=== Begin Enclosure ===

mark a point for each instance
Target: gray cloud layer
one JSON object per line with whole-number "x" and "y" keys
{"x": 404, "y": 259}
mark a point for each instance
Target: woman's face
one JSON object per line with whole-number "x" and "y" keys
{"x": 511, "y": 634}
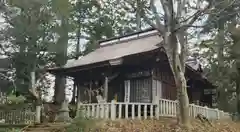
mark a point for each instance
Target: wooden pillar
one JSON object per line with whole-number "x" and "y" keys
{"x": 106, "y": 89}
{"x": 74, "y": 92}
{"x": 90, "y": 92}
{"x": 78, "y": 100}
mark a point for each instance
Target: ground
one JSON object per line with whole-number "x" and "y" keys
{"x": 163, "y": 125}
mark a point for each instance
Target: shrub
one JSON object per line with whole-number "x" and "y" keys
{"x": 12, "y": 99}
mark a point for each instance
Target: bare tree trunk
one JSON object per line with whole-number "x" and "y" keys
{"x": 238, "y": 90}
{"x": 177, "y": 64}
{"x": 38, "y": 98}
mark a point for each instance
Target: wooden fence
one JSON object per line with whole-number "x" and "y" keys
{"x": 166, "y": 108}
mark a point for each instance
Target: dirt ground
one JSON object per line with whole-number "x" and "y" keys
{"x": 162, "y": 125}
{"x": 167, "y": 125}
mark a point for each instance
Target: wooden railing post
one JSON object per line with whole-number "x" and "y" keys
{"x": 217, "y": 113}
{"x": 113, "y": 110}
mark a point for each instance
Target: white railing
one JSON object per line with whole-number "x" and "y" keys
{"x": 13, "y": 117}
{"x": 166, "y": 108}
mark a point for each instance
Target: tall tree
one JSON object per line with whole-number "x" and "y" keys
{"x": 176, "y": 18}
{"x": 219, "y": 46}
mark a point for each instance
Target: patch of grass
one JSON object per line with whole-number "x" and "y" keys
{"x": 81, "y": 124}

=== End Enclosure ===

**ABOUT THIS TASK**
Please reproduce the entries above line by line, exactly, leaving out each image.

**PROBLEM SOLUTION**
mark a point for each instance
Target: gray cloud layer
one JSON object per line with whole-number "x" and "y" keys
{"x": 404, "y": 259}
mark a point for each instance
Target: woman's face
one JSON object per line with whole-number "x" and "y" keys
{"x": 511, "y": 634}
mark a point for each instance
Target: wooden pillar
one JSON object per line with whole-number "x" and "y" keys
{"x": 106, "y": 89}
{"x": 74, "y": 92}
{"x": 90, "y": 92}
{"x": 78, "y": 100}
mark a point for each instance
Target: ground
one JSON object per line with whole-number "x" and "y" keys
{"x": 163, "y": 125}
mark a point for each instance
Target: shrub
one JSON object per line with whole-number "x" and "y" keys
{"x": 12, "y": 99}
mark a point for each instance
Target: bare tree trunk
one JSON object per line with whole-number "x" and "y" keys
{"x": 238, "y": 90}
{"x": 177, "y": 64}
{"x": 38, "y": 98}
mark a point for each instance
Target: wooden fence
one JSON object per line with whole-number "x" and "y" keys
{"x": 166, "y": 108}
mark a point for each instance
Target: dirt ground
one JSON object per line with whole-number "x" and "y" keys
{"x": 162, "y": 125}
{"x": 167, "y": 125}
mark a point for each instance
Target: wooden railing post
one JSON object per line with whole-number "x" and "y" keys
{"x": 217, "y": 113}
{"x": 113, "y": 110}
mark a point for each instance
Target: white railing
one JSON object per line with whole-number "x" and "y" keys
{"x": 13, "y": 117}
{"x": 166, "y": 108}
mark a point for each instance
Target: tall tree
one JSON object per line with whole-number "x" and "y" keys
{"x": 176, "y": 18}
{"x": 219, "y": 46}
mark a point for each instance
Target: patch of grass
one JSON object per line with whole-number "x" and "y" keys
{"x": 81, "y": 124}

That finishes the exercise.